- _Opdrachten_
**1.** Vertaal de zin "Het toezicht op de Kamers werd opgedragen aan de minister van economische zaken." uit de tekst over de Kamers van Koophandel in het Engels.
**2.** Geef bij elke bewering hieronder aan of die overeenkomt met de tekst over de Kamers van Koophandel, met ja of nee en de letterlijk geciteerde woorden uit de tekst die de doorslag geven. (a) Het verzoek van Zaandam werd bij Koninklijk Besluit van 28 april ingewilligd. (b) Tijdens de Tweede Wereldoorlog schafte de Duitse bezetter de provinciale Kamers af. (c) Voor het kiesrecht was een bestuurderschap van een onderneming van minstens tien jaar vereist.
**3.** Schrijf een vervolg op de tekst over de Kamers van Koophandel, te beginnen na de laatste zin ervan.

- _Tekst_
De financiële basis werd gevormd door de jaarlijkse bijdragen van de in het register voorkomende bedrijven. Daarnaast kregen de Kamers het recht voor bepaalde werkzaamheden retributies te heffen. Deze werkzaamheden bestaan tegenwoordig uit het verstrekken van uittreksels uit het Handelsregister, de afgifte van Certificaten van Oorsprong, de afgifte van vestigingsvergunningen, het legaliseren van handtekeningen, het in depot nemen van stukken, het doen van onderzoek naar de toelaatbaarheid van een handelsnaam, het verstrekken van inlichtingen uit het Handelsregister enzovoort.
Het toezicht op de Kamers werd opgedragen aan de minister van economische zaken. Bij de Kamers werden afdelingen Grootbedrijf en Kleinbedrijf ingesteld, die in het algemeen evenveel leden telden. Tijdens de Tweede Wereldoorlog wijzigde de Duitse bezetter de organisatievorm, waarbij provinciale Kamers werden ingesteld. In provincies met meer dan één Kamer, zoals in Noord-Holland, werden er naast een hoofdkwartier in Amsterdam regionale kantoren ingesteld. Per 1 januari 1951 werd de oude toestand hersteld.
In 1843 verzocht de gemeente Zaandam de regering om ter plaatse een Kamer van Koophandelen Fabrieken in te stellen. Dit verzoek werd bij Koninklijk Besluit van 28 april van datzelfde jaar ingewilligd. De Kamer was sterk aan de gemeente gebonden. President werd mr. H.J. Smit, de latere burgemeester van Zaandam. De Kamer vergaderde elke eerste donderdag van de maand 'ten 'Raadhuize dezer Stad', bij welke zittingen 'aan een ieder gelegenheid wordt verleend om zich, in het belang van handel of fabrieken, bij dezelve aan te melden'. Alle leden kwamen uit Zaandam.
In 1851 werd de mogelijkheid geschapen ook leden uit andere gemeenten te benoemen. Als eisen voor het kiesrecht werden gesteld: Nederlanderschap, meerderjarigheid, ingezetenschap der gemeente, en een minimaal vijf jaren durend bestuurderschap van een onderneming. In 1852 werd bij de Zaanlandsche Kamer voor het eerst gebruik gemaakt van de gelegenheid om ook leden van buiten Zaandam te benoemen. De sterke onderlinge verbondenheid met de streek zal hieraan niet vreemd zijn geweest. De verschillen in belang van handel en nijverheid tussen de onderscheidende gemeenten kwamen tot uiting in de aantallen leden die de afzonderlijke gemeenten mochten benoemen.

- _Gegevens_

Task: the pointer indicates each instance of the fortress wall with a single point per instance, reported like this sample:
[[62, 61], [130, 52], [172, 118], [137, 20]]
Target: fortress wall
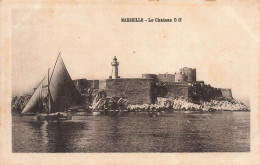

- _Resultaten_
**1.** Supervision of the Chambers was entrusted to the Minister of Economic Affairs.

**2.**
(a) Ja: "Dit verzoek werd bij Koninklijk Besluit van 28 april van datzelfde jaar ingewilligd."
(b) Nee: "wijzigde de Duitse bezetter de organisatievorm, waarbij provinciale Kamers werden ingesteld"
(c) Nee: "een minimaal vijf jaren durend bestuurderschap van een onderneming"

**3.**
Als gevolg hiervan was de Kamer Zaanland een van de eerste districtskamers in ons land. Toen de Kamer in 1852 districtskamer werd, dienden leden gekozen te worden uit de onderscheidende gemeenten. Het belang kwam tot uiting in het aantal leden dat uit deze gemeenten afkomstig mocht zijn:
Zaandam 7, Wormerveer 3, Koog aan de Zaan 2, Zaandijk 2, Westzaan 1, Krommenie 2, Oostzaan 1.
De gemeente Oostzaan meende, dat zij te weinig belang had bij de werkzaamheden van de Kamer en trad in 1885 uit. Bij de terugkeer naar de vooroorlogse organisatievorm in januari 1951 werd de gebiedsindeling aangepast. Kamer Zaanland ging de volgende gemeenten omvatten: Assendelft, Jisp, Koog aan de Zaan, Krommenie, Oostzaan, Uitgeest, Westzaan, Wormer, Wormerveer, Wijdewormer, Zaandam en Zaandijk.
Een principiële wijziging deed zich voor in het kiesrecht door de mogelijkheid om werknemers als leden van de Kamer te kunnen benoemen. Dit werd in 1950 wettelijk geregeld. In de loop der jaren nam het aantal werknemers-leden van de Kamers toe tot thans een derde. De indeling in Grootbedrijf en Kleinbedrijf kwam te vervallen. Voor midden- en kleinbedrijf en overige ondernemingen waren geen vastomlijnde criteria aan te geven. Organisaties die zich representatief achten voor een deel van het bedrijfsleven kunnen zich in het jaar vóór een nieuwe zittingsperiode melden bij de Kamer met het verzoek hen in de voordracht aan de Sociaal Economische Raad een benoemingsrecht te geven voor één of meerdere, voor elke geleding beschikbare, zetels.
De minister bepaalde voor Zaanland, dat de volgende takken van handel en nijverheid vertegenwoordigd zouden zijn: industrie, groothandel en tussenpersonen, detailhandel, ambacht, verkeer en verzekeringswezen.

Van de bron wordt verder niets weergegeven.